Rewrite only the entries between the line holding "pixel 336 129." and the line holding "pixel 357 508", inclusive. Scale every pixel coordinate in the answers by a factor of 1.65 and round to the nearest whole number, with halves rounded up, but leave the sample coordinates that show the required format unchanged.
───── Dataset excerpts
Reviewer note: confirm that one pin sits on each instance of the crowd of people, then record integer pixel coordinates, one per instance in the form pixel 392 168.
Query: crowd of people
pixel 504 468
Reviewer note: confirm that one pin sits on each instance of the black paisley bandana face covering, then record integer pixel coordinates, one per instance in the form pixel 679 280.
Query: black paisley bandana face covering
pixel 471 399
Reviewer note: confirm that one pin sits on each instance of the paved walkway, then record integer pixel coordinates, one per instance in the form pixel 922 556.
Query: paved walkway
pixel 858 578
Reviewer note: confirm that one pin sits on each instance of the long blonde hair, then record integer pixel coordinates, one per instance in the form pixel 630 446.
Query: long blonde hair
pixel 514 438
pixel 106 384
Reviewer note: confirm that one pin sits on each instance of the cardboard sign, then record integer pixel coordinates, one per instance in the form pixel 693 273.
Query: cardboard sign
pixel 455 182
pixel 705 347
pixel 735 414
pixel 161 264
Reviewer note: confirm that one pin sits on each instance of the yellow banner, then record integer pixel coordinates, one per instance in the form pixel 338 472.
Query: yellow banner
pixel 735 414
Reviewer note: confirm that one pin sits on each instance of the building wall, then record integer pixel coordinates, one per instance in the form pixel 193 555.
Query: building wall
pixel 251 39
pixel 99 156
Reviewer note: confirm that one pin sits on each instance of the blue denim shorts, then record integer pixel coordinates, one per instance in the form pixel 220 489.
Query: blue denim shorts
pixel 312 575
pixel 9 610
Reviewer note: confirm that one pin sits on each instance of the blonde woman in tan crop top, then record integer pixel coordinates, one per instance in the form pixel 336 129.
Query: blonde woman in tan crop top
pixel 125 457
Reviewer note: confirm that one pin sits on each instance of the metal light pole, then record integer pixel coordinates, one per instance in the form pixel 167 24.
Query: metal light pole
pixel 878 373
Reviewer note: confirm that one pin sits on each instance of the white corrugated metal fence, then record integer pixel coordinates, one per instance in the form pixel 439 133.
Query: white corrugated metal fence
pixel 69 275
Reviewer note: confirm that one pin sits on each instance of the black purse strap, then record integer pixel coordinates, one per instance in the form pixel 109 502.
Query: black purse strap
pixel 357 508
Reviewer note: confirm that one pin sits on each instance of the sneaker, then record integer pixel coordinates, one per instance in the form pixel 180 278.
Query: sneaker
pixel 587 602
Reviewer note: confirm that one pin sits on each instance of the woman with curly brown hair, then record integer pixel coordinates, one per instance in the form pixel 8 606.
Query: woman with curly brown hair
──────────
**Result of the exercise**:
Reviewer note: confirm that one pin sits on each instance of the blonde woman in tan crop top, then record integer pixel coordinates, one per instance in the form pixel 336 129.
Query: blonde woman in tan crop top
pixel 206 754
Reviewer note: confirm that one pin sits on each instance of the metal light pole, then record integer pixel coordinates, one per instance in the form pixel 167 24.
Query: metal light pole
pixel 1449 615
Reviewer note: confirm that one pin sits on each instance of the white corrugated metal fence, then record integer pixel coordinates, one per instance in the form pixel 439 133.
Query: white corrugated metal fence
pixel 114 454
Reviewer note: confirm that one pin sits on each instance of the black purse strap, then record integer pixel coordinates, one per instance in the form pixel 109 502.
Query: black purse strap
pixel 589 838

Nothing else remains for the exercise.